>> Begin EXTRACTED DATA
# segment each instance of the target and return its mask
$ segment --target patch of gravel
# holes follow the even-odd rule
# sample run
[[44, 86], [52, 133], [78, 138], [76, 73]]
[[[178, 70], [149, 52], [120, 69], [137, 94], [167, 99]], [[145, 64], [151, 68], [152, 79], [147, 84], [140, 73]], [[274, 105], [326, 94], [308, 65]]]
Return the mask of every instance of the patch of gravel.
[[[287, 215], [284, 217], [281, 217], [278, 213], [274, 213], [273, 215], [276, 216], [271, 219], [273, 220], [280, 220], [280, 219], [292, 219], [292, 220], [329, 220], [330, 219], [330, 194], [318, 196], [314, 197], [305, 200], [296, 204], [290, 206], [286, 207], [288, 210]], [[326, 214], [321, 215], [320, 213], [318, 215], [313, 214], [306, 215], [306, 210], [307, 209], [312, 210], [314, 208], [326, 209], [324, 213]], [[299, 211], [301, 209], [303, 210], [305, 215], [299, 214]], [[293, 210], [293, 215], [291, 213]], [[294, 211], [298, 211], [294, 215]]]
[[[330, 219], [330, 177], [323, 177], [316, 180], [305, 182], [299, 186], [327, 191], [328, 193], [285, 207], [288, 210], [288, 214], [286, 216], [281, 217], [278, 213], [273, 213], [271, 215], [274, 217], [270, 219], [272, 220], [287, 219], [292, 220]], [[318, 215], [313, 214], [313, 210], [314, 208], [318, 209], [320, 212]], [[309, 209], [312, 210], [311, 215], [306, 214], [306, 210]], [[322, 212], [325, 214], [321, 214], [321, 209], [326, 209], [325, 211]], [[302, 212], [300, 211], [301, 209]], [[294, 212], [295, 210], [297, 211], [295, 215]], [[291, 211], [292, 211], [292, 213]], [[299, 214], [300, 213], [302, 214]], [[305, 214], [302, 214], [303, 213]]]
>> End EXTRACTED DATA
• TASK GOAL:
Please echo the whole listing above back verbatim, every line in its original order.

• SOLUTION:
# segment each instance of the target and return its mask
$ segment --target patch of gravel
# holes follow the even-odd rule
# sample run
[[44, 86], [52, 133], [78, 138], [76, 73]]
[[[178, 70], [149, 52], [120, 69], [137, 94], [167, 99]], [[145, 64], [151, 68], [152, 79], [147, 84], [140, 73]], [[274, 105], [326, 94], [308, 65]]]
Return the mask of every instance of the patch of gravel.
[[[287, 215], [284, 217], [281, 217], [278, 213], [274, 213], [273, 215], [276, 216], [271, 219], [273, 220], [280, 220], [280, 219], [292, 219], [292, 220], [329, 220], [330, 219], [330, 194], [318, 196], [314, 197], [305, 200], [296, 204], [290, 206], [286, 207], [288, 210]], [[326, 214], [321, 215], [320, 213], [318, 215], [313, 214], [306, 215], [306, 210], [307, 209], [312, 210], [314, 208], [326, 209], [324, 213]], [[299, 211], [301, 209], [303, 210], [305, 215], [299, 214]], [[293, 210], [293, 215], [291, 213]], [[294, 211], [298, 211], [294, 215]]]
[[[330, 219], [330, 177], [323, 177], [316, 180], [305, 182], [299, 186], [327, 191], [328, 193], [285, 207], [288, 210], [288, 214], [286, 216], [281, 217], [278, 213], [273, 213], [271, 215], [274, 217], [270, 219], [272, 220], [287, 219], [292, 220]], [[318, 215], [313, 214], [313, 210], [314, 208], [318, 209], [320, 212]], [[309, 209], [312, 210], [311, 215], [306, 214], [306, 210]], [[322, 212], [325, 214], [321, 214], [321, 209], [326, 209], [325, 211]], [[302, 212], [300, 211], [301, 209]], [[294, 212], [295, 210], [297, 211], [295, 215]], [[291, 211], [292, 211], [292, 213]], [[299, 214], [300, 213], [302, 214]], [[305, 214], [302, 214], [303, 213]]]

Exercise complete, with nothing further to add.